**Exercise brief:** Once you reach the line containing "Target: building setback" in the data below, restate each line word for word up to and including the one containing "Target: yellow arch logo".

**Dataset excerpts:**
⁂

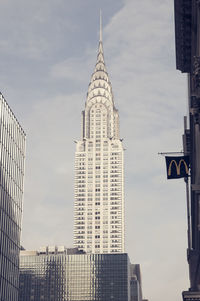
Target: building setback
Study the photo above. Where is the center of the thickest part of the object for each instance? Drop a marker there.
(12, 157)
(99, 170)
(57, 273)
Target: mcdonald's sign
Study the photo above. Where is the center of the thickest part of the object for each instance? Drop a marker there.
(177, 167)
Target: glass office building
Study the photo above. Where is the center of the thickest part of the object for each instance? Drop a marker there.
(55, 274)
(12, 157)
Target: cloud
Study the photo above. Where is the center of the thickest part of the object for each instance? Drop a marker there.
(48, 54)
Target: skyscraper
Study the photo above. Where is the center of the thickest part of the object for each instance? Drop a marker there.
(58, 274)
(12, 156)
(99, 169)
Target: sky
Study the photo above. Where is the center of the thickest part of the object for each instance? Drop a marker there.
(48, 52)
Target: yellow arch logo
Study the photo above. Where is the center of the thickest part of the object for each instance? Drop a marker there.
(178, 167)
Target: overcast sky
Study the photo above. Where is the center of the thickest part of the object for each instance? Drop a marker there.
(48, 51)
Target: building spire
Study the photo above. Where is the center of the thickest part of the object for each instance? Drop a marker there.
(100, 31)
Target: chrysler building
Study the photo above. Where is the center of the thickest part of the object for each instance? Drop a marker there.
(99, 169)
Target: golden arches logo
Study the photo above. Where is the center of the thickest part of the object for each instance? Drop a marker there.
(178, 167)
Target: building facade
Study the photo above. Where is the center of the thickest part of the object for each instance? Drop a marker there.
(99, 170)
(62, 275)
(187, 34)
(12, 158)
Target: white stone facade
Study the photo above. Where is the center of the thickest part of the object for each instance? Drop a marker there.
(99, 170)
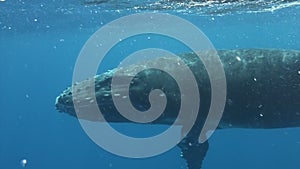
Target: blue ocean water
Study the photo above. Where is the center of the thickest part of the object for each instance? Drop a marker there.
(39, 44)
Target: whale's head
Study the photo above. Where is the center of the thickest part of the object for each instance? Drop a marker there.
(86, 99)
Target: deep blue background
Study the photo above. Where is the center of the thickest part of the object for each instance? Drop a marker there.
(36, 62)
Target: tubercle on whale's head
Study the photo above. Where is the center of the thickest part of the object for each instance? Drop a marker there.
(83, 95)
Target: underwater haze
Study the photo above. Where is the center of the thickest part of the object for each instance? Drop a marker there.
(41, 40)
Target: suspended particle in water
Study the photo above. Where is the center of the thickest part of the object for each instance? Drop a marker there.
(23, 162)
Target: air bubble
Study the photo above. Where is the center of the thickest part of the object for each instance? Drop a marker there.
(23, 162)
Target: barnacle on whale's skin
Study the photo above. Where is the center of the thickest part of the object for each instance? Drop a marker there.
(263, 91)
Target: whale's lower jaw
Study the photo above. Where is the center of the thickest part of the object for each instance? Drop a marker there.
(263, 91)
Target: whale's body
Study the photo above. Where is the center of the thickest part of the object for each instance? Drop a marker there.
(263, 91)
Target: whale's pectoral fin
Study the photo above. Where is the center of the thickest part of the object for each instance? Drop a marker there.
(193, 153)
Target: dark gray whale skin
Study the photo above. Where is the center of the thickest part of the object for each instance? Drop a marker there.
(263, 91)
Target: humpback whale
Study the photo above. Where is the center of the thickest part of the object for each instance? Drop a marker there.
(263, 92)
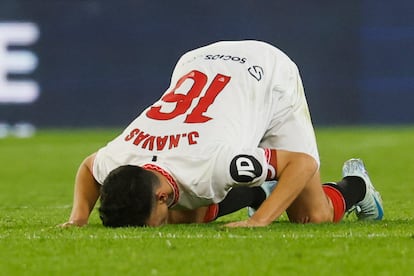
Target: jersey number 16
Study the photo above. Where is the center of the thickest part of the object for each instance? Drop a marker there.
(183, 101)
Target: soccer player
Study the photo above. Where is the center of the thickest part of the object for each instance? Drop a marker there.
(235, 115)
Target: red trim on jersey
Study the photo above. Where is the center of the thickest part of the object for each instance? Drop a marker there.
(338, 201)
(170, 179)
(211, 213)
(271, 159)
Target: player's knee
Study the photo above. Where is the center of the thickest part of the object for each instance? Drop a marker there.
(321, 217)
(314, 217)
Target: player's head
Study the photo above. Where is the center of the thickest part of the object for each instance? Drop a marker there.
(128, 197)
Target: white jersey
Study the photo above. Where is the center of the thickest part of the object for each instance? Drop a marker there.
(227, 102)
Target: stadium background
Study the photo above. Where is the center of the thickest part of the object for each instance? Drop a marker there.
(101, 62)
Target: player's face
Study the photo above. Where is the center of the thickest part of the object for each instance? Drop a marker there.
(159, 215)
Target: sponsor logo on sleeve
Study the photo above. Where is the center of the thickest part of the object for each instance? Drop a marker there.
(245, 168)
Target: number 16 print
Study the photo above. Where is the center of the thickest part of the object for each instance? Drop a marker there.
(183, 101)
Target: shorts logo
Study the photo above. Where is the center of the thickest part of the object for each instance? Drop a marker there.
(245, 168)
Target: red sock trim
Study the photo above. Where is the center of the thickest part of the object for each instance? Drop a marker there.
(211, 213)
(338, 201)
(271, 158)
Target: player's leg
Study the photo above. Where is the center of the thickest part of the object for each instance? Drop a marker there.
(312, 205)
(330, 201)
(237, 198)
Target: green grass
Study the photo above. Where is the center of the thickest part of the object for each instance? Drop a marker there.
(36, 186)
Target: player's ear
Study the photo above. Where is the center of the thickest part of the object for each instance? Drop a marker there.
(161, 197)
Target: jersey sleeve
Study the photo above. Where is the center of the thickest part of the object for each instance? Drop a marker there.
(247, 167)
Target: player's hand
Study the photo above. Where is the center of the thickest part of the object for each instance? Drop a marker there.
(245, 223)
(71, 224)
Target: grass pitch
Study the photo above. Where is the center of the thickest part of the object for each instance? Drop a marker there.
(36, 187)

⁂

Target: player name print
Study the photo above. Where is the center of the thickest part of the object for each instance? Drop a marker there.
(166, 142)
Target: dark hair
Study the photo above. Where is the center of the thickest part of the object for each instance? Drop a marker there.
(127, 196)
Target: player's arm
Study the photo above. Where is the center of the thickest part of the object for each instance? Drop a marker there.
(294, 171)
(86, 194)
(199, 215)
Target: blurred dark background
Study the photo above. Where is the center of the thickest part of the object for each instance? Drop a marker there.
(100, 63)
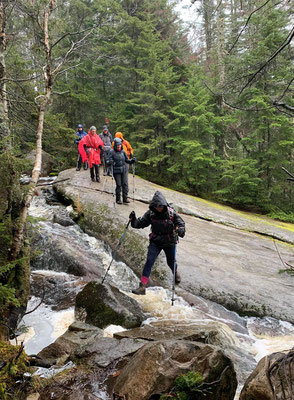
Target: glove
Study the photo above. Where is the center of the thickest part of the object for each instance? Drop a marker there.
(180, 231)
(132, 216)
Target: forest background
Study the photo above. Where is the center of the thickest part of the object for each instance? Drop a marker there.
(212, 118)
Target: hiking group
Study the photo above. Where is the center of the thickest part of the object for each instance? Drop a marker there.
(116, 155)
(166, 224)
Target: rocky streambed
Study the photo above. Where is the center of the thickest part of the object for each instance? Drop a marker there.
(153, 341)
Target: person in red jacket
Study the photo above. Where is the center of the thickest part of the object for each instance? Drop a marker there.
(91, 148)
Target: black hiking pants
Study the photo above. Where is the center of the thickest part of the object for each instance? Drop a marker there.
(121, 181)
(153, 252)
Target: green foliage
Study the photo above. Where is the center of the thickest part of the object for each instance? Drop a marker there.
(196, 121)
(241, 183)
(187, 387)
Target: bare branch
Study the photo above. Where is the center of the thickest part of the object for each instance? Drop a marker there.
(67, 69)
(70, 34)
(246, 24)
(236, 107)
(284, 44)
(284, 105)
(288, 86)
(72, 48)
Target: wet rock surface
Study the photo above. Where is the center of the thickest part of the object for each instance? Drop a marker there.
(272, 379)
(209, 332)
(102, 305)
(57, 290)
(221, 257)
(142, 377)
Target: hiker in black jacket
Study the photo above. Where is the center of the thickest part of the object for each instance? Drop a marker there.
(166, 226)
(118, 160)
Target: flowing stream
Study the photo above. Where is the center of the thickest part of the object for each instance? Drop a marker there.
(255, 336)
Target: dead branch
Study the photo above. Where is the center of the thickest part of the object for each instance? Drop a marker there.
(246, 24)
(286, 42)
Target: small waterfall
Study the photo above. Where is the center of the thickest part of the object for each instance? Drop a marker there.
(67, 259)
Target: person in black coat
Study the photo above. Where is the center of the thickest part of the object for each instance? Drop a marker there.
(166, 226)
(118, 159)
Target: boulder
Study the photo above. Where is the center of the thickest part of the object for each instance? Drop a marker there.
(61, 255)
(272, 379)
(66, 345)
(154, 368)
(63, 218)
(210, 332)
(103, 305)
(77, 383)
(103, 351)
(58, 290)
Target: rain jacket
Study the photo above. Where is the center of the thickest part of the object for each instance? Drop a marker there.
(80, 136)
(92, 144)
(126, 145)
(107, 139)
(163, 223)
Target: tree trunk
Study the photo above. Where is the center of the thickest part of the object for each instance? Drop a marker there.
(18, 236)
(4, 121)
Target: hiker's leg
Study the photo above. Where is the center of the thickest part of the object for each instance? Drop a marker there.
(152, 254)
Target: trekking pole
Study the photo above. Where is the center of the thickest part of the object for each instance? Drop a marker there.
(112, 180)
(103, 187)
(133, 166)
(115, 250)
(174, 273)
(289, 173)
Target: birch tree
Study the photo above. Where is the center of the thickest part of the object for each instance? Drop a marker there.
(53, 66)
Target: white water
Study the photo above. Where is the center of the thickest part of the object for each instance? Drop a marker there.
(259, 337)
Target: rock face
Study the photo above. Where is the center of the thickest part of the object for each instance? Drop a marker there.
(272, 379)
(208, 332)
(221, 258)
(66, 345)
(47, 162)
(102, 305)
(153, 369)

⁂

**Exercise answer:**
Target: building setback
Study the photo above. Where is the center of the thickest part of the object for each instance? Drop a marker there.
(12, 157)
(99, 170)
(57, 273)
Target: mcdonald's sign
Study the photo above. Where is the center of the thickest part of the object for each instance? Drop a marker there.
(177, 167)
Target: glass office building
Study the photo above. Where is the center of the thickest part of the object for each instance? Drop a marker there.
(55, 274)
(12, 157)
Target: cloud
Study the photo above. Where is the center of the thickest part of the object for each instance? Drop a marker there.
(48, 54)
Target: skyscraper
Study the photo above. Where is the center of the thickest part of the object for each instance? Drop a marker there.
(58, 274)
(12, 156)
(99, 169)
Target: sky
Study the photo above. Where is the center of the thickest part of the object for each instance? Drop a marker there.
(48, 52)
Target: yellow arch logo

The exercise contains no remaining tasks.